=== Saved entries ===
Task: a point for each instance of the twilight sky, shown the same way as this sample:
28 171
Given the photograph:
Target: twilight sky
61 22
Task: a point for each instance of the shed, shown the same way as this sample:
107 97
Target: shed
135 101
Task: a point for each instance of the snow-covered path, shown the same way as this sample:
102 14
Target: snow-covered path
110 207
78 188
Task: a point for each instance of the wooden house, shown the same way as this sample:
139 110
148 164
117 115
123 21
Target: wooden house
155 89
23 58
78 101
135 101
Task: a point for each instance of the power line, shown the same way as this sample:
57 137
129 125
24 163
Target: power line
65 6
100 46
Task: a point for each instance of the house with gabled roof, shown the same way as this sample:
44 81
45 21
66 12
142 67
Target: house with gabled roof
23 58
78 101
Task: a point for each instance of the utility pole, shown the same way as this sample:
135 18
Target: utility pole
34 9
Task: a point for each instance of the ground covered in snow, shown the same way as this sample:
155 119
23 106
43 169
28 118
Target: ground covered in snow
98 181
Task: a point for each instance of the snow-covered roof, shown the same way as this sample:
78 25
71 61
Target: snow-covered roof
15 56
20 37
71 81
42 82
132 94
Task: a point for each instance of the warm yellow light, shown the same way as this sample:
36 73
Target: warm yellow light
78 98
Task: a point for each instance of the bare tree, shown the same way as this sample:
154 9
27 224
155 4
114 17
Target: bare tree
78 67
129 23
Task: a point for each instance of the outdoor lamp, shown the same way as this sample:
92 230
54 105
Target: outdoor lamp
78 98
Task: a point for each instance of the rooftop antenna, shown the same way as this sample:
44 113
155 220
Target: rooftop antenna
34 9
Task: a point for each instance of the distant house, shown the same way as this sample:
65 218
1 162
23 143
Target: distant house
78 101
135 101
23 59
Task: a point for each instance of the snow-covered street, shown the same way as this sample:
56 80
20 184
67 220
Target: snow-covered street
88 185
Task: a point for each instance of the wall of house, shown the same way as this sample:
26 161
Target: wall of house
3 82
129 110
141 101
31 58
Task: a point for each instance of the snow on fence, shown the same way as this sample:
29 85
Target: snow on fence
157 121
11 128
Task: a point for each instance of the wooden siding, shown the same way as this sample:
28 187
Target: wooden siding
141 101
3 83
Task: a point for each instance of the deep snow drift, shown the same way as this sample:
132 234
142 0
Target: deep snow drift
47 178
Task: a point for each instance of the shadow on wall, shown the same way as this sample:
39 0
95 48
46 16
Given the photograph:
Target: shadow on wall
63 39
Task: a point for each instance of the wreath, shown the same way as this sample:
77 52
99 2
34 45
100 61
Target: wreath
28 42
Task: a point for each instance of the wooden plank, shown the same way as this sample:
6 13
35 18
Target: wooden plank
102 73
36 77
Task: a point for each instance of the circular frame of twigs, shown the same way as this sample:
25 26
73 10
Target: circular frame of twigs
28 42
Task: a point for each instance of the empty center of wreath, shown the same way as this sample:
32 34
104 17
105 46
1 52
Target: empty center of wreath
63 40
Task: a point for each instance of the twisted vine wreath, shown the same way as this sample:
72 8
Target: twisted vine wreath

=== EXERCISE INSTRUCTIONS ===
Reproduce every line in the stretch from the line containing "Task: a point for each instance of the wooden siding, shown" through the end of the items, requests included. Scale each answer's point coordinates by 1.6, rounding to whole numbers with halves rounded up, and leave the requests and their sample points unchanged.

=== RESULT OF THE EXERCISE ===
Task: a point for each instance of the wooden siding, shown the same way as this sample:
28 187
Target: wooden siding
226 162
5 133
Task: a point for each instance of the deep snow drift, shown the same way as this sample:
132 234
142 0
Target: deep snow drift
75 285
Task: a point for each instance of the shadow on wall, shown the same way as this sample:
39 0
95 48
46 16
Given the photograph:
Target: shadow on wall
101 62
Task: a point for each instance of the wreath, shown the same way as this sample:
77 52
99 2
34 45
100 61
Target: wreath
45 67
Task: a point for each instance of the wooden plank, shown the same way as this sample:
6 13
35 18
Target: wooden plank
163 117
58 123
Task: a point for each instance of the circular frame of twigs, shown the same way as this sample:
25 26
73 10
Target: circular frame of twigs
45 67
Task: a point for each instance of the empty center of wreath, shown the same way as this sample:
32 34
104 17
105 46
1 52
Target: empty center of wreath
101 64
Task: a point for each instance of the twisted vine wreath, shown the same way as this sample:
72 8
Target: twisted vine wreath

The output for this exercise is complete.